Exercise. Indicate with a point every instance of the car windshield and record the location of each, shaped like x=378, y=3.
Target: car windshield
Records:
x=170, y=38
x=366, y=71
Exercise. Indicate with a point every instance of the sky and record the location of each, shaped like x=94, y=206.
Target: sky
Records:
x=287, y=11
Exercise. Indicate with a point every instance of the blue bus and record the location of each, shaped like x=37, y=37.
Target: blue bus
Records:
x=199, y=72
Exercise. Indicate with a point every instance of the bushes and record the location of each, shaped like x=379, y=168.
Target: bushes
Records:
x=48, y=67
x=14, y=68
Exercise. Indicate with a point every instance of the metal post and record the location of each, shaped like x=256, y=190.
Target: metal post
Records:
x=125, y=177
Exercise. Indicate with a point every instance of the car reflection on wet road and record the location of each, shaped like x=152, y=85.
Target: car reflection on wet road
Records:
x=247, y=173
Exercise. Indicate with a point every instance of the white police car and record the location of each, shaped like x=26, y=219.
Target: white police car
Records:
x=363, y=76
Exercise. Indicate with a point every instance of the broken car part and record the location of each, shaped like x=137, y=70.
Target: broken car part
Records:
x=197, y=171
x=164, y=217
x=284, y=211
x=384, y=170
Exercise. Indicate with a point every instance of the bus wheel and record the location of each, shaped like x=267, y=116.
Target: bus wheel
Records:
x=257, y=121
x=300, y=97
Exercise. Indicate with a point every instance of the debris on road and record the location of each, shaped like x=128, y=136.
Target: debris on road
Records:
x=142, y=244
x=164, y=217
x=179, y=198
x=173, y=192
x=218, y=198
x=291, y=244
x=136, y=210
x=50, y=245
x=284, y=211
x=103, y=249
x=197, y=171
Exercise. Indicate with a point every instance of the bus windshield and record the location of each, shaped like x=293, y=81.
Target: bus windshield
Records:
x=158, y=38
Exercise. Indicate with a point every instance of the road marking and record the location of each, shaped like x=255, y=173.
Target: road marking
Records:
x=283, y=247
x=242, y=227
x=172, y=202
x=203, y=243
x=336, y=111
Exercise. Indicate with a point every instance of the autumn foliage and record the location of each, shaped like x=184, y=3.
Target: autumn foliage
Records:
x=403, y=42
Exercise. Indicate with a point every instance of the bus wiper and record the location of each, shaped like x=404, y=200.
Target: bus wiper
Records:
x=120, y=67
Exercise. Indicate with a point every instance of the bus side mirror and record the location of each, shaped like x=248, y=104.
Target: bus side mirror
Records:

What you will do: Beginning at the line that holds "Exercise. Indicate with a point every instance of the bus side", reproduce each line of the records above down to and including the last one.

Task output:
Exercise. Indicate with a point every instance of the bus side mirror and record the location of each, shaped like x=248, y=104.
Target: bus side mirror
Records:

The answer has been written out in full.